YOUR ASSIGNMENT
Every entry, from first to last, is to be retyped without any alteration.

EXTRACTED DATA
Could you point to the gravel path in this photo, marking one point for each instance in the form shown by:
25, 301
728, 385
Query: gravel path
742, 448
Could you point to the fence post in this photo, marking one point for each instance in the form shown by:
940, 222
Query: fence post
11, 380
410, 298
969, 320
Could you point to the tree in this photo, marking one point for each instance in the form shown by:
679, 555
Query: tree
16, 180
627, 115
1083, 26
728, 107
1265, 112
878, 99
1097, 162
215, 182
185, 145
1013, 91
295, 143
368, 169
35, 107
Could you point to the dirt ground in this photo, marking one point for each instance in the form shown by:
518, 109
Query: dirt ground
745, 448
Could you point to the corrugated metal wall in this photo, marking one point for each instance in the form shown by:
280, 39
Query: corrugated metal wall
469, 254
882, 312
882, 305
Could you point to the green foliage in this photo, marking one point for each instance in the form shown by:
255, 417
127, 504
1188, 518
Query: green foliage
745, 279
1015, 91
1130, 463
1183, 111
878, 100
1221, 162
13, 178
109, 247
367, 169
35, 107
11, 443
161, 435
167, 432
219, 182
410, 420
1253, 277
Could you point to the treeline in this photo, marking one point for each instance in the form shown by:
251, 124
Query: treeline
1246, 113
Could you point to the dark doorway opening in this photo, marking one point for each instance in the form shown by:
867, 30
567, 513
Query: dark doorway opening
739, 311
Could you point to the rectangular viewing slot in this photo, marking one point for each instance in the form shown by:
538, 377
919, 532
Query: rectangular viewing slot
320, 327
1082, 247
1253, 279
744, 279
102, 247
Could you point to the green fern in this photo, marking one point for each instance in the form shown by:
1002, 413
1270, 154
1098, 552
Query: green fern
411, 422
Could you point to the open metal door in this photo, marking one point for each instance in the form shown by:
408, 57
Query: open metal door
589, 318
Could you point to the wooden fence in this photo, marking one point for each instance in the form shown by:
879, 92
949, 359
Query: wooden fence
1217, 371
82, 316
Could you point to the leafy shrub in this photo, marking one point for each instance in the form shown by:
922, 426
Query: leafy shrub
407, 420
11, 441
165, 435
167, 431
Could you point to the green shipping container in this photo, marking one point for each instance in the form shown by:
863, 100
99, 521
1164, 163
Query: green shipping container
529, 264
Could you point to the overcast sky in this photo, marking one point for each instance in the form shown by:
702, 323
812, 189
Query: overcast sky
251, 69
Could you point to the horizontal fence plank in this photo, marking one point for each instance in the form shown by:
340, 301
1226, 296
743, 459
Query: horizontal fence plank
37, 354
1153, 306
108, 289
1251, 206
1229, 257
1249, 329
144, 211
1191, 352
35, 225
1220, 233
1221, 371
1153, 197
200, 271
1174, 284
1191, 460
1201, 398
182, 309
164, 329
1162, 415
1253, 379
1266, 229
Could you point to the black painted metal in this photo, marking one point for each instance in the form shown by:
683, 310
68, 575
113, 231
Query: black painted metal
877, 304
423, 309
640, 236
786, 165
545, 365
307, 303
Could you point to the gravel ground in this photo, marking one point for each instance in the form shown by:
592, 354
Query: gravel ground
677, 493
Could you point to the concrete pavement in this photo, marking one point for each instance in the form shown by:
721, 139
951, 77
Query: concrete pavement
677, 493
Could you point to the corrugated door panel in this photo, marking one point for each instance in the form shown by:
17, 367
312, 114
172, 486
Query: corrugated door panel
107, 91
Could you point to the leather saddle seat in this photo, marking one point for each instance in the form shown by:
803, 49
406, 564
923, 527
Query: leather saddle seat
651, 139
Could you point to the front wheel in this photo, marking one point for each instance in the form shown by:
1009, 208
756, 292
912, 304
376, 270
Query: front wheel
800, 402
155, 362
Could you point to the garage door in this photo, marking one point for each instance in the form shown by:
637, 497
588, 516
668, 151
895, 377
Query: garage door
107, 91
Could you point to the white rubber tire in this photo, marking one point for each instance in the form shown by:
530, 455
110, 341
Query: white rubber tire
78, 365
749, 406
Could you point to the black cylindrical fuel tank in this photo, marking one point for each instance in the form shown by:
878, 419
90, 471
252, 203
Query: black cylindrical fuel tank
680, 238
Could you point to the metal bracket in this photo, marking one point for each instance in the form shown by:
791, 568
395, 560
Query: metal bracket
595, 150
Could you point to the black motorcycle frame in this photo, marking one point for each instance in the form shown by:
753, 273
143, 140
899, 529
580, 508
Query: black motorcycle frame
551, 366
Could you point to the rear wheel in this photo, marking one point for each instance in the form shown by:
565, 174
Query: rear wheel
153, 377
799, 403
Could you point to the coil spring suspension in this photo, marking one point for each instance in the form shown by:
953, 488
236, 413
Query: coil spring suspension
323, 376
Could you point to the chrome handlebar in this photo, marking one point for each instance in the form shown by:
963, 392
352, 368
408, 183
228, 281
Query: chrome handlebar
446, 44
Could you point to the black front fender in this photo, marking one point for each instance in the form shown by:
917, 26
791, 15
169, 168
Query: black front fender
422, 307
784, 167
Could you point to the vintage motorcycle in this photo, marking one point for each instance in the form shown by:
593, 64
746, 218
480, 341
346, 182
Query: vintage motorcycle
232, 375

SOLUTION TO THE EXERCISE
Could you point to the gravel path in this photo, marking one point for each instance in the form shown by:
25, 301
728, 385
Query: gravel path
742, 448
Could you point to the fence post in this photo, marking one point for each instance in the form shown by:
940, 222
Query: fence post
11, 380
410, 298
969, 320
Could you point to the tree in this photo, marking one point for each instance in the form shown by:
679, 555
Query: tree
16, 180
627, 115
1083, 26
728, 107
1265, 112
878, 99
1097, 162
215, 182
185, 145
1013, 91
295, 143
368, 169
35, 107
Could you point to the dirt ground in this photo, marking one point for each instance in the form shown by:
518, 109
Query: dirt ground
745, 448
Could you point to the corrugated metal wall in this photo, marking one point for each instance in the form shown by:
280, 39
Query: corrugated metal wall
469, 254
882, 312
882, 305
Could you point to the green foliage in this photo, marking one point for each instance in the form shown by:
255, 417
127, 504
1188, 518
Query: green foliage
745, 279
1015, 91
1130, 463
1183, 111
878, 100
1221, 162
13, 178
109, 247
367, 169
35, 107
11, 443
161, 435
167, 432
219, 182
410, 420
1253, 277
Could you point to the treeline in this photo, marking one point for each instance in the form shown by:
251, 124
Query: treeline
1246, 113
Could you point to the dark doorway opening in this photo, marking one point for each instance in the form shown by:
867, 30
567, 513
Query: dark doorway opening
739, 311
Could you point to the rectangular viewing slot in this photo, marking one point for each instance in the form shown by:
538, 377
919, 532
Query: rectangular viewing slot
320, 327
1082, 247
1253, 279
744, 279
102, 247
Could you point to the green fern in this photo, marking one point for each instance in the form shown by:
1002, 413
1270, 154
1098, 552
Query: green fern
411, 422
Could you point to the open metal door in this photo, marking one point for each instance in the form shown by:
408, 57
Query: open metal door
589, 318
Could you point to the wooden fence in this photo, marking one point for each instance in the form shown by:
879, 92
949, 359
Query: wooden fence
1217, 371
82, 316
Could you point to the leafy shrub in this photo, marking one point for each instance in the form shown by:
922, 426
Query: leafy shrub
407, 420
11, 441
165, 435
167, 431
Could you point to the green shipping container in this photo, marking one point for each instance in the form shown by:
863, 100
99, 521
1164, 163
Query: green shipping container
529, 264
Could you point to the overcast sky in this photo, marking one point for each instance in the form shown by:
702, 323
812, 189
Query: overcast sky
251, 69
Could you point to the horizontal fence plank in this photo, marking one point for each instance in the form shown by:
340, 301
1226, 296
743, 459
Query: horizontal fence plank
37, 354
1153, 306
108, 289
1251, 206
1229, 257
1249, 329
144, 211
1191, 352
35, 225
1220, 233
1221, 371
1153, 197
200, 271
1174, 284
1191, 460
1201, 398
182, 309
164, 329
1162, 415
1253, 379
1266, 229
Could you point to the black painted metal in this photo, marking one point for each instance in the form shown by:
683, 310
68, 575
113, 231
Query: black painted metal
877, 304
423, 309
640, 236
786, 165
545, 365
307, 303
Could you point to the gravel ground in this photo, marking one point for each instance in the form shown by:
592, 354
Query: gravel ground
677, 493
Could you point to the concrete pavement in this photo, marking one point for each instance in the form shown by:
721, 139
951, 77
Query: concrete pavement
677, 493
Could you point to the corrugated door panel in this photo, marking one point for each instance in the form shown by:
17, 367
312, 114
172, 486
Query: corrugated door panel
107, 91
Could you point to the leather saddle seat in this photo, marking one point for each instance in the form shown by:
803, 49
406, 564
923, 527
Query: leather saddle seat
651, 139
Could you point to the front wheel in this photo, marking one point for each instance in the form shown by:
1009, 208
756, 292
912, 304
376, 270
Query: front wheel
800, 402
155, 362
Could you point to the garage door in this photo, marking one point for each instance in the form shown by:
637, 497
588, 516
668, 151
895, 377
Query: garage door
107, 91
Could you point to the white rubber tire in this photo, marking one point for each instance in the form shown by:
530, 455
110, 341
Query: white rubber tire
78, 365
749, 406
Could you point to the black cylindrical fuel tank in this photo, marking one point for each instance in the form shown by:
878, 419
90, 471
252, 203
Query: black cylindrical fuel tank
680, 238
Could you point to the metal bracket in this photo, marking one point for each instance in the form shown by:
791, 568
395, 560
Query: metal bracket
595, 150
Could you point to the black motorcycle frame in this photo, marking one point for each instance in the form shown by:
753, 273
143, 140
899, 529
580, 508
Query: black motorcycle frame
551, 366
Could you point to the rear wheel in this photo, marking one point for each instance in the form shown by:
565, 174
Query: rear wheel
153, 377
799, 403
Could you point to the coil spring suspension in this photo, marking one point for each instance in the form shown by:
953, 488
236, 413
Query: coil spring suspension
323, 376
Could you point to the chrome handlebar in this photo, marking one point for each instance in the form shown by:
963, 392
352, 368
408, 183
228, 281
Query: chrome handlebar
446, 44
Could you point to the black front fender in this photo, marking one point for each instance in the form shown by:
917, 26
791, 15
169, 168
Query: black front fender
422, 307
784, 167
Could you point to the vintage motorcycle in this photo, marking one point for each instance in the form shown by:
593, 64
746, 218
480, 341
346, 182
Query: vintage motorcycle
232, 375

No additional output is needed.